**Metin Bölümü**
┌────────

Öyle ibret alınacak şeyler var ki;
Yatağa bağımlı olmuşsun,
Bir ayak sesine, kapının açılışına bakar olmuş,
Çocuklarına, bakıcıya muhtaçsın.
Dağ gibi, pehlivan gibiyken çocuk gibi kalmışsın.
Saçların ağarmış, yüz kırış kırış
Gözler, ah o gözler, içine çökmüş.
Ayaklar yürümez, kollar kalkmaz olmuş.
Nerde o endam, nerde o heybet.
Heyhat biçare şimdi gönüller.
Yemekten kesilmişsin.
İçmekten vazgeçilmiş.
Kefenler bile hazırlanmış.
Belli, belli ki yolculuk var. Er ya da geç.
Altın düşmüş. Çinde deprem olmuş. Barış süreci başlamış. Hepsi hepsi anlamsız şeyler onun için.
---Dizimi ört kızım, yastıkları arkama yığ , hadi biraz oturalım.

└────────

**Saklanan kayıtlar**
┌────────

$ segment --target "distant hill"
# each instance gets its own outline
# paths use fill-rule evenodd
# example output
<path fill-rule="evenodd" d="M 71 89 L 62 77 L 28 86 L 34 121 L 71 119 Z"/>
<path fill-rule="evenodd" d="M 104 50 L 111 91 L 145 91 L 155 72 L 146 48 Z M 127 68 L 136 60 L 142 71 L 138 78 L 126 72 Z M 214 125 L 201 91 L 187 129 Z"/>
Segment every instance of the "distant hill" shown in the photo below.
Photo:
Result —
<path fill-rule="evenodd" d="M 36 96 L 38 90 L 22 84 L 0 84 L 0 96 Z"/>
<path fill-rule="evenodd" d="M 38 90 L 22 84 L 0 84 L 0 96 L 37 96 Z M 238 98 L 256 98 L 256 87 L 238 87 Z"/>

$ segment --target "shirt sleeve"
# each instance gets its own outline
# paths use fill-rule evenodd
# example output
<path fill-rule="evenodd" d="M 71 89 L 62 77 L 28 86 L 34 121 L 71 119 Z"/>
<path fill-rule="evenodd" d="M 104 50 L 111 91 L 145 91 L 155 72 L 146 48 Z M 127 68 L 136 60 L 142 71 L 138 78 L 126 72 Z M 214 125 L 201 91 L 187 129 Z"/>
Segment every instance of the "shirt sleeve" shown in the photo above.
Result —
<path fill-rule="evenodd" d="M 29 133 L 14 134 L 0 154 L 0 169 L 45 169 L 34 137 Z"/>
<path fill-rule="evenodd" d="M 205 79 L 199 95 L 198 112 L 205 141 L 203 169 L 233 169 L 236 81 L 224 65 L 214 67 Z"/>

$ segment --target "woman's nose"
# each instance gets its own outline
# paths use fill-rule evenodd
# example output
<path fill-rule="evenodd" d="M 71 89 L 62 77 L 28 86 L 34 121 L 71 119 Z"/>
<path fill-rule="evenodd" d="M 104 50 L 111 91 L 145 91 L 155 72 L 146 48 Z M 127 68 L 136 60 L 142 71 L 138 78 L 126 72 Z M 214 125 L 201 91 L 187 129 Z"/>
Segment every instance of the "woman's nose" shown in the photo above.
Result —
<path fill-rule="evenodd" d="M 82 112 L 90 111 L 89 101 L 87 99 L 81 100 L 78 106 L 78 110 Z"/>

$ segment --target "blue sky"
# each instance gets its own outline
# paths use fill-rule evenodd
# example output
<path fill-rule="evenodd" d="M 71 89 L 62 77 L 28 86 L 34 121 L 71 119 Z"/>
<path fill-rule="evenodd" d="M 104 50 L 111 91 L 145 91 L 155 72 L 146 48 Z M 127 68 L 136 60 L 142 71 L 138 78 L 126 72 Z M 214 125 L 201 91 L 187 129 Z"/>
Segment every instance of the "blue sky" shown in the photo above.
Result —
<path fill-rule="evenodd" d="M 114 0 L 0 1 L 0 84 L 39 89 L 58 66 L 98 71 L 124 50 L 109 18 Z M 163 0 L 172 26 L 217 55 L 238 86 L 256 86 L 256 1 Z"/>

└────────

**Görev Koşulları**
1) Yaşlılık üzerine yazılmış metin bölümüne göre aşağıdaki soruları yanıtlayın.
(a) Saçlar ve yüz ne hâle gelmiş?
(b) Hazırlanmış olduğu söylenen şey nedir?
(c) Son satırda kızdan neyi örtmesi isteniyor?
2) Yatağa bağımlı kalan yaşlı bir insanı anlatan metni, son satırından sonra sürdürün.

**Görev Yanıtları**
1)
(a) Saçlar ağarmış, yüz kırış kırış olmuş.
(b) Kefenler hazırlanmış.
(c) Dizini örtmesi isteniyor.

2)
Tarla, bağ, bahçe, ev, bark, araba hepsi bitmiş onun için. Sadece ve sadece sakin sakin dinlenmek, bir nefes, bir fazla nefes daha alabilmek bütün çabamız.
Tüm hastalara Allah şifa versin. Ölüm soğuk. Ölüm bitiş, yok oluş. Neylersin ki gerçek.
Başarılması gereken en zor şey YAŞAMAK, yaşatmak.
Doğulu bir kadın şöyle demişti günün birinde; ---Hocam etim genç iken para eder. Şimdi ben yaşlı olmuşam, beni kim neylesin?
Kadının söylediği doğru olsa gerek. Her şey gençlikte, güzellikte, makamda, mevkide. Düşte gör.
Orasını, burasını bilmem ammaaa hastalık ve yaşlılık zor zanaat olsa gerek be ustam.
Allah hastalara şifa, dertlilere deva, sağlam olanlara akıl , fikir , düşünme ve şükretme gücü versin.
Aşınız katıklı ve sıcak, hayatınız onurlu ve özgür olsun.
Sevgiyle dolun, sevgiyle kalın.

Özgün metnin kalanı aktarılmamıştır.